----- Supplied records

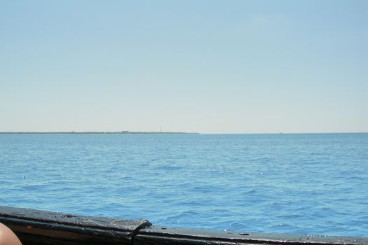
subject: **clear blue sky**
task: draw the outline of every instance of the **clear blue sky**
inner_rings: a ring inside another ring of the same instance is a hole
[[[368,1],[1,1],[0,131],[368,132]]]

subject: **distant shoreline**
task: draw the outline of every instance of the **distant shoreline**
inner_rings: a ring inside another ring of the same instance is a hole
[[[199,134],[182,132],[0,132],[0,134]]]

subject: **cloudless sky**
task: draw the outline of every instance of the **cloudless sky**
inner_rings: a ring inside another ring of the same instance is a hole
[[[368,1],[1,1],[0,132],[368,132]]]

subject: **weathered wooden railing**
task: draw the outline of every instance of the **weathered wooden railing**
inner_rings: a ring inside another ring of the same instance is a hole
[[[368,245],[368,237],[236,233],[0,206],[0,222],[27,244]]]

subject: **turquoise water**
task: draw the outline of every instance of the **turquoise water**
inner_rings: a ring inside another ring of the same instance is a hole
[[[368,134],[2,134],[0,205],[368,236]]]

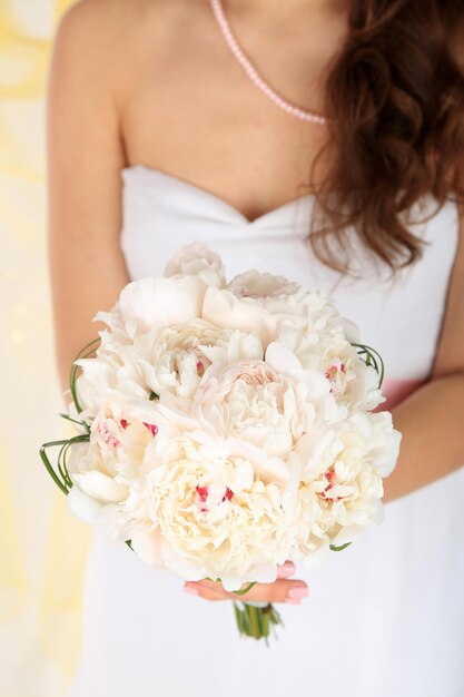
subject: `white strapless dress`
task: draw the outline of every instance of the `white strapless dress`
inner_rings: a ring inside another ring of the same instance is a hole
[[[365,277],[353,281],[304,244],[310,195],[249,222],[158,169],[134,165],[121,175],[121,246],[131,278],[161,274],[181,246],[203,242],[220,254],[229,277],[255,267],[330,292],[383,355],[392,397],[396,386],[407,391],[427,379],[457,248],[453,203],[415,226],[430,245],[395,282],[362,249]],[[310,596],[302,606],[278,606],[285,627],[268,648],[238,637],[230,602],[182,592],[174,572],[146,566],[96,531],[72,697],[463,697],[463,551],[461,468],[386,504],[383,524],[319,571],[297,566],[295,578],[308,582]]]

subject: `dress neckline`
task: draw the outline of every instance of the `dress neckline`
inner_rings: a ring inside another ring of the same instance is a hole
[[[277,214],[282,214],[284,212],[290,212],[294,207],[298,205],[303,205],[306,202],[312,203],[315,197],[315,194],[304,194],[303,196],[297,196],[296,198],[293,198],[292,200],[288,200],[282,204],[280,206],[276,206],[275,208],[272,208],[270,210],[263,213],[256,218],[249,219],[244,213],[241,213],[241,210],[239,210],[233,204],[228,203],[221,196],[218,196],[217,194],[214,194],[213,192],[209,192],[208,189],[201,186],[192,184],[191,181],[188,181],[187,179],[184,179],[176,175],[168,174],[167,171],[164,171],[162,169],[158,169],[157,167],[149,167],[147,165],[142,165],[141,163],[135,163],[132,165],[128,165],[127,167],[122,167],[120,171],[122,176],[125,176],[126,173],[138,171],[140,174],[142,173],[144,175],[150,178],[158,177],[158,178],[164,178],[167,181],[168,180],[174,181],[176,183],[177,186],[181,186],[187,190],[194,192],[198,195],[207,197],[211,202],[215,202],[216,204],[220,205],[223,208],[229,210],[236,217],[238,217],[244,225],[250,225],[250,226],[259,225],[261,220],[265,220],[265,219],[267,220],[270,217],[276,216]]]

----------

» **What you have to do**:
Write out all the entries above line for line, changing nothing, and leave out the pictures.

» **Problem solution**:
subject: **clear blue sky**
task: draw the outline of every instance of the **clear blue sky**
inner_rings: a ring inside another ring of the same instance is a hole
[[[368,1],[1,1],[0,131],[368,132]]]

subject: **distant shoreline**
task: draw the outline of every instance of the **distant shoreline**
inner_rings: a ring inside another ring of the same instance is a hole
[[[199,134],[182,132],[0,132],[0,134]]]

subject: **cloudless sky**
task: draw the outline of every instance of the **cloudless sky**
inner_rings: a ring inside another ring of the same instance is a hole
[[[368,1],[1,1],[0,132],[368,132]]]

subject: **weathered wooden railing**
task: draw the outline of every instance of the **weathered wooden railing**
inner_rings: a ring inside another ring of the same instance is a hole
[[[368,245],[368,237],[236,233],[0,206],[0,222],[27,244]]]

subject: **turquoise water**
task: draw the outline of every instance of the **turquoise water**
inner_rings: a ring inside another ring of the same instance is a hole
[[[368,134],[2,134],[0,205],[368,236]]]

subject: `white strapless dress`
task: draw the outline of every instance of the `white strapless dress`
inner_rings: a ring inside another ring of the same instance is a hole
[[[365,277],[353,281],[304,244],[310,195],[249,222],[158,169],[134,165],[121,175],[121,246],[131,278],[161,274],[181,246],[203,242],[220,254],[229,277],[255,267],[330,292],[383,355],[392,397],[396,386],[407,391],[427,379],[457,248],[453,203],[415,226],[430,245],[395,282],[362,249]],[[310,596],[302,606],[278,606],[285,627],[268,648],[238,637],[230,602],[182,592],[174,572],[146,566],[96,531],[72,697],[463,697],[463,551],[461,468],[386,504],[383,524],[319,571],[297,566],[295,578],[308,582]]]

subject: `dress neckline`
task: draw the outline of every instance of the `dress neckline`
inner_rings: a ring inside another ring of the same instance is a hole
[[[277,214],[282,214],[284,212],[290,212],[294,207],[298,205],[303,205],[306,202],[312,203],[315,197],[315,194],[304,194],[303,196],[297,196],[296,198],[293,198],[292,200],[288,200],[282,204],[280,206],[276,206],[275,208],[272,208],[270,210],[263,213],[256,218],[249,219],[244,213],[241,213],[241,210],[239,210],[233,204],[228,203],[221,196],[218,196],[217,194],[214,194],[213,192],[209,192],[208,189],[201,186],[192,184],[191,181],[188,181],[187,179],[184,179],[176,175],[168,174],[167,171],[164,171],[162,169],[158,169],[157,167],[149,167],[147,165],[142,165],[141,163],[135,163],[132,165],[128,165],[127,167],[122,167],[120,171],[122,176],[125,176],[126,173],[138,171],[140,174],[142,173],[144,175],[150,178],[158,177],[158,178],[164,178],[167,181],[168,180],[174,181],[176,183],[177,186],[181,186],[187,190],[194,192],[198,195],[207,197],[211,202],[215,202],[216,204],[220,205],[223,208],[229,210],[236,217],[238,217],[244,225],[250,225],[250,226],[259,225],[261,220],[265,220],[265,219],[267,220],[270,217],[276,216]]]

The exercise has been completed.